**Opdracht 1**. Wat is volgens het tekstblok een bedrijfsstrategie?
**Opdracht 2**. Noem alle doelen die het tekstblok als voorbeeld geeft van wat een organisatie kan nastreven.

Bedrijfs- en
ondernemingsstrategie
Ondernemingsstrategie = wat gaan we zelf doen en wat willen we outsourcen
Bedrijfsstrategie = hoe gaan we ons positioneren en concurreren
H0: Intro en managementbegrippen: context (geen examenleerstof)
Organisaties = mensen die samenwerken en hun acties coördineren om specifieke doelen te bereiken
→ kan ook bv een huishouden zijn!
Doel = een gewenste toekomstige situatie dat de organisatie wilt bereiken (vaak winstmaximalisatie,
maar ook omzetmaximalisatie, servicemaximalisatie, … → doel kan zeer hard variëren → strategie helpt
ons om beter en sneller tot onze doelstelling te komen)

[Opgeslagen gegevensitems]
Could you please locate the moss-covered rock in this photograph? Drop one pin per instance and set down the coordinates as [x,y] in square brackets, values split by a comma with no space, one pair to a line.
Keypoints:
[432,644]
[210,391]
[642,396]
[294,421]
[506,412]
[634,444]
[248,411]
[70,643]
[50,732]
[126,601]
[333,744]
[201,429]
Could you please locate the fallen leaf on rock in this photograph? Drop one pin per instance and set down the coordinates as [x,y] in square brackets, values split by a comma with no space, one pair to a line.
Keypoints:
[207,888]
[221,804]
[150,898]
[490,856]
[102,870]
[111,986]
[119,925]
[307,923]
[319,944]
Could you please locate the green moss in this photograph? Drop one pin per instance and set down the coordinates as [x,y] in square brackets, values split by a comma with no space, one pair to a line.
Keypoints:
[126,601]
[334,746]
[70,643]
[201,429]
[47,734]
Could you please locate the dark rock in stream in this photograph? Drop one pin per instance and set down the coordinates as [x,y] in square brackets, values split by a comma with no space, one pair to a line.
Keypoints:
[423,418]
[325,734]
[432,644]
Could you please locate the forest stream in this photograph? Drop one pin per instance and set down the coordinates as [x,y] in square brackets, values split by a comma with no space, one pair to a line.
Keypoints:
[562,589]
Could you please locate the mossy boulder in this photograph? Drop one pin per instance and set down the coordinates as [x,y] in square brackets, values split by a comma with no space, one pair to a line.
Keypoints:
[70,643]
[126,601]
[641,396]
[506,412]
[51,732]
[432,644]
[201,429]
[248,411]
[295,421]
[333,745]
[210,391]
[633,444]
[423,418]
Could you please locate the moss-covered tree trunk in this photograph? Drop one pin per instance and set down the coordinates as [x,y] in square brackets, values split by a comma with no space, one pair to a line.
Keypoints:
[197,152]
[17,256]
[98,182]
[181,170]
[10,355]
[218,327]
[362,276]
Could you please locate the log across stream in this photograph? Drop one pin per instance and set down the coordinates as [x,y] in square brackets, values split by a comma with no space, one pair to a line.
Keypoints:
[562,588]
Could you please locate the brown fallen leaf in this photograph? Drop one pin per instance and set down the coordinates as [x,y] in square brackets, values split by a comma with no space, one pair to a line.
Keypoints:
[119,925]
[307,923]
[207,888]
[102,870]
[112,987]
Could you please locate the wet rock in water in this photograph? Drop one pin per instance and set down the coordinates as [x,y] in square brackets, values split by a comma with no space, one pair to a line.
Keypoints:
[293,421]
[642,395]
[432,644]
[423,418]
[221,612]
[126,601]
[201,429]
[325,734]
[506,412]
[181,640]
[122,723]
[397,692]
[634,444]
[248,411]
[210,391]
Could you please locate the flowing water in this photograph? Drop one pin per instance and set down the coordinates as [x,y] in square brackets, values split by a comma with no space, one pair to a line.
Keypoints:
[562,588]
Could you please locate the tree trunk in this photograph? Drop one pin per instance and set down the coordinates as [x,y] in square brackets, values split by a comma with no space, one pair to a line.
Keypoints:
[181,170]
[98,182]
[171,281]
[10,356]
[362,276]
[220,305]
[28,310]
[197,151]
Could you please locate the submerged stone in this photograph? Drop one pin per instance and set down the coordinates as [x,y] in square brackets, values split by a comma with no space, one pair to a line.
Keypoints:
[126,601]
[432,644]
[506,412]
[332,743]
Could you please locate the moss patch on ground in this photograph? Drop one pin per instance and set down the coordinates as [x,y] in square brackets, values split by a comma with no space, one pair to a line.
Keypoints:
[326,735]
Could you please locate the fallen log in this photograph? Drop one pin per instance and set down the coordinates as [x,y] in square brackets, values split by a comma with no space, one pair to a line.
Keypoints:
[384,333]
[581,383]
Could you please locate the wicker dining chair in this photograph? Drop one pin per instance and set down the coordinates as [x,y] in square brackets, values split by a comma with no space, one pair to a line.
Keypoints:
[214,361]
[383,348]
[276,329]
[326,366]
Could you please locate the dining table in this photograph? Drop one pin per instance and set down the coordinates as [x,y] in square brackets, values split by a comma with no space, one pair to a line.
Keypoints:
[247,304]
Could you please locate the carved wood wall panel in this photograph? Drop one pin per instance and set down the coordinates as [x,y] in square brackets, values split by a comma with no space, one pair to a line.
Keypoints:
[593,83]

**Correct antwoord 1**. Hoe we ons gaan positioneren en concurreren.

**Correct antwoord 2**. Winstmaximalisatie, omzetmaximalisatie en servicemaximalisatie.